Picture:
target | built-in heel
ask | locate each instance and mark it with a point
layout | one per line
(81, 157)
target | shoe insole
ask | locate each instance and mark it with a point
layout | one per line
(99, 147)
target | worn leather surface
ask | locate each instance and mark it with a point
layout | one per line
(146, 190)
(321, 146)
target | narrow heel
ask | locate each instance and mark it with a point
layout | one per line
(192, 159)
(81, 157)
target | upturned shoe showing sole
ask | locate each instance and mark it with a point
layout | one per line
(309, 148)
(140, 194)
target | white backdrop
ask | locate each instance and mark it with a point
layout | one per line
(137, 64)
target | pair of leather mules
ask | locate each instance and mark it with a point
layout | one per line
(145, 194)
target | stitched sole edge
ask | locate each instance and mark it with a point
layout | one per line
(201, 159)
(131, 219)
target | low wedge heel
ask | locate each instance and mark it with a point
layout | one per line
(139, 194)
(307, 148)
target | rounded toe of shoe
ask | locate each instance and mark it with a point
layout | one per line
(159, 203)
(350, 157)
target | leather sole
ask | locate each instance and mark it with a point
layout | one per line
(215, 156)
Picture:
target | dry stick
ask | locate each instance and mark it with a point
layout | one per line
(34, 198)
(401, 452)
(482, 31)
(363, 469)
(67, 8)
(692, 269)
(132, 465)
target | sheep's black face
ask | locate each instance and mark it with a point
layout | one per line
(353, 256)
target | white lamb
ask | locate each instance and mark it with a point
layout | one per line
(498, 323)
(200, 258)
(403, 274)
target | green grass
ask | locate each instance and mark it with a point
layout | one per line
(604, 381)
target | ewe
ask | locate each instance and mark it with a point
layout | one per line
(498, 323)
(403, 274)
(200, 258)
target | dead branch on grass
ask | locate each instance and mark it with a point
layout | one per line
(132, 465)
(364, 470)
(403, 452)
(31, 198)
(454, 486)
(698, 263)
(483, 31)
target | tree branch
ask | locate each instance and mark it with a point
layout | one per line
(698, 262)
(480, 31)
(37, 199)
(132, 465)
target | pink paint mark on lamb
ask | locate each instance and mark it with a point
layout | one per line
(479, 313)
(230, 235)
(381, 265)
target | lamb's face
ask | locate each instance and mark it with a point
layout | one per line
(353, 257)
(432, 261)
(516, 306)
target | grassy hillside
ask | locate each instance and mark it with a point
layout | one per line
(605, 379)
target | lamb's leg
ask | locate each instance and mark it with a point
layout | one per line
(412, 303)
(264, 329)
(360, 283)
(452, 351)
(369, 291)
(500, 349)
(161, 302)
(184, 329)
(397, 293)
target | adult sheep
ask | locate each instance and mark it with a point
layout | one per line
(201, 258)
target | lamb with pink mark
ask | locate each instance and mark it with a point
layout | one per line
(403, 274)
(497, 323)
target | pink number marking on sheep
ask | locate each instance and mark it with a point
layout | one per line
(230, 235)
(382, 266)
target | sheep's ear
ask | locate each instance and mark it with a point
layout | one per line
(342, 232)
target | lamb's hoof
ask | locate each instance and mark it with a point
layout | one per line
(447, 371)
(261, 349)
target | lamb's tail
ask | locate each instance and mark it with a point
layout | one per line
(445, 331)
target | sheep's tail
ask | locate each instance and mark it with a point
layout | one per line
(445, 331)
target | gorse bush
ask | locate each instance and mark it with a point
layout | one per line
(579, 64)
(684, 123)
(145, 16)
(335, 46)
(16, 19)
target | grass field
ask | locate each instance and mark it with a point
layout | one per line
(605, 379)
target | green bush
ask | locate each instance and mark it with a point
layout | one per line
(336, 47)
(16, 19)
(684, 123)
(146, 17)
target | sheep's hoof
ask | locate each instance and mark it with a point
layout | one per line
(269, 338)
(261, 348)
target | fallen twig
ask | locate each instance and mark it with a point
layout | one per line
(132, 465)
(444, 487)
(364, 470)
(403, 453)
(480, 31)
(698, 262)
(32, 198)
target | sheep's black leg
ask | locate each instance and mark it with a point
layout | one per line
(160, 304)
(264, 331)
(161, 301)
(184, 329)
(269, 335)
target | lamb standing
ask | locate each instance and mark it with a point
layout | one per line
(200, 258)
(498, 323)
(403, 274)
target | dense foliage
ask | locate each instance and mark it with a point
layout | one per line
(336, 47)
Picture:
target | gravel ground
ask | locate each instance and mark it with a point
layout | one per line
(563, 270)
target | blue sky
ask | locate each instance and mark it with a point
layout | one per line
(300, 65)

#### Goal:
Copy all of the data exactly.

#### Result:
Picture:
target | built-in heel
ask | locate each instance and mark it with a point
layout | one per line
(81, 157)
target | shoe insole
ask | locate each instance and mark it with a point
layout | one per line
(99, 147)
target | worn leather surface
ask | locate each instance and mark it with a point
layout | one per line
(146, 190)
(321, 146)
target | narrow heel
ask | locate each instance and mark it with a point
layout | one per line
(192, 159)
(81, 157)
target | upturned shoe showing sole
ask | locate each instance and mark it with a point
layout | one per line
(309, 148)
(140, 194)
target | white backdrop
ask | locate each instance and mark it with a point
layout | one per line
(137, 64)
target | pair of leather mules
ask | locate each instance and mark it with a point
layout | one per line
(145, 194)
target | stitched sole edge
ask | locate each instance and mark it with a point
layout | one per line
(201, 159)
(131, 219)
target | low wedge heel
ask | locate each instance and mark it with a point
layout | one per line
(139, 194)
(307, 148)
target | rounded toe of shoe
ask | locate each instance and mark it with a point
layout | one per line
(159, 203)
(350, 157)
target | leather sole
ask | locate each instance and mark it with a point
layout | one per line
(215, 156)
Picture:
target | dry stick
ask | locate each instance and mark it with a point
layout | one per line
(34, 198)
(401, 452)
(482, 31)
(363, 469)
(67, 8)
(692, 269)
(132, 465)
target | sheep's black face
ask | locate each instance and mark it with a point
layout | one per line
(353, 256)
target | white lamb
ask | locate each instance and mark it with a point
layout | one per line
(498, 323)
(200, 258)
(403, 274)
target | green grass
ask | locate each instance and mark it with a point
layout | one per line
(604, 381)
target | ewe
ask | locate each instance and mark it with a point
layout | one per line
(498, 323)
(403, 274)
(200, 258)
target | dead branch on grass
ask | locate each instance and mark it with a point
layout | one per line
(132, 465)
(364, 470)
(403, 452)
(31, 198)
(454, 486)
(698, 263)
(483, 31)
target | tree branch
ask | locate each instance and mark it with a point
layout | one per line
(698, 262)
(480, 31)
(37, 199)
(132, 465)
target | pink paint mark on lamb
ask | locate each instance and mark it with a point
layout | one per line
(479, 313)
(230, 235)
(381, 265)
target | lamb's face
ask | locate each instance and mark it with a point
layout | one per line
(353, 257)
(432, 261)
(516, 306)
target | grassy hillside
ask | locate each instance and mark it with a point
layout | one per line
(605, 379)
target | lamb's leg
ask | locate each instance and mark it with a point
layout | one per line
(412, 303)
(264, 329)
(360, 283)
(452, 351)
(369, 291)
(500, 349)
(161, 302)
(184, 329)
(397, 293)
target | adult sheep
ask | locate each instance and mark it with a point
layout | one per line
(201, 258)
target | lamb with pink mark
ask | locate each instance and mark it with a point
layout | one per line
(403, 274)
(497, 323)
target | pink number marking on sheep
ask | locate each instance and mark it with a point
layout | one per line
(230, 235)
(382, 266)
target | sheep's ear
ask | locate each instance and mark it with a point
layout | one per line
(342, 232)
target | lamb's hoof
ask | locate each instance and mark it with a point
layout | one per line
(447, 371)
(261, 349)
target | lamb's tail
ask | locate each instance and mark it with a point
layout | one per line
(445, 331)
target | sheep's tail
ask | locate each instance and mark it with a point
layout | one per line
(445, 331)
target | gorse bush
ask | locate each instance and mark it with a point
layout | one per line
(579, 64)
(684, 123)
(145, 16)
(335, 46)
(16, 19)
target | grass field
ask | locate each instance and mark it with a point
layout | one per line
(605, 379)
target | green bush
ask | locate each instance and mark it with a point
layout | one per line
(336, 47)
(16, 19)
(684, 123)
(146, 17)
target | sheep's hoof
ask | locate each instance and mark it with a point
layout | one per line
(269, 338)
(261, 348)
target | fallen twig
ask | locate each instance and mark it with a point
layout | one per line
(132, 465)
(444, 487)
(364, 470)
(403, 453)
(480, 31)
(698, 262)
(32, 198)
target | sheep's black leg
ask | locate each instance and mark it with a point
layout | one per line
(160, 304)
(264, 331)
(161, 301)
(184, 329)
(269, 335)
target | lamb standing
ask | locate each instance and mark it with a point
layout | one per line
(200, 258)
(498, 323)
(403, 274)
target | dense foliage
ask | locate each instance and mark it with a point
layout | one per line
(336, 47)
Picture:
target | gravel ground
ask | locate each instance and mark it with a point
layout | one per line
(563, 270)
target | blue sky
ask | locate each instance and mark it with a point
layout | one per line
(300, 65)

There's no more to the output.